───── TEXTO ─────

De aquellos tubos que ya quedan muy pocos, y que tenían una iluminación de color verde, con una intermitencia constante debido a la fluctuación que produce la corriente alterna de 50 o 60 ciclos.

Si la luz nos preocupaba por la temperatura de color que era muy difícil de vencer, mucho más nos tenía ensimismados la escasez de la luz ambiente.


Las condiciones en nada me favorecían, habría de usar todos los recursos posibles para que las imágenes quedaran impregnadas en la película. (Fuji HG 400 de ISO).
Busqué mi flash en mi bolsa de equipo, para descubrir luego que el techo era de un gris verdoso, deslucido por el tiempo.

Y los tambores comenzaron a tocar.

De a poco, los asistentes comenzaron a danzar, a cantar al ritmo de los tambores.Y de pronto, de uno de los pasillos de la casa apareció un joven fornido, fuerte, amenazante con un puro en su boca y lanzando espuma como si estuviera rabioso.
Maltrecho, débil por tantas enfermedades luego de haber tenido una vida licenciosa, Babalú Ayé se encontraba ahora entres los habitantes de la tierra para erradicar los padecimientos.

─────

# [CONSIGNA]
Transcribe sin cambios el pasaje del texto que va desde "De a poco, los" hasta "si estuviera rabioso.", ambos incluidos.

───── DATOS ─────

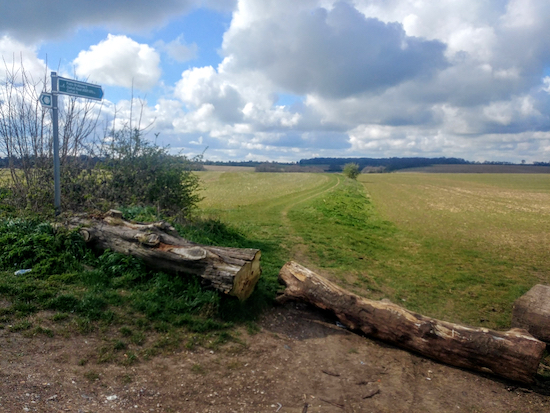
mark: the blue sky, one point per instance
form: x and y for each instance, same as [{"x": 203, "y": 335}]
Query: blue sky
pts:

─────

# [TU RESPUESTA]
De a poco, los asistentes comenzaron a danzar, a cantar al ritmo de los tambores.Y de pronto, de uno de los pasillos de la casa apareció un joven fornido, fuerte, amenazante con un puro en su boca y lanzando espuma como si estuviera rabioso.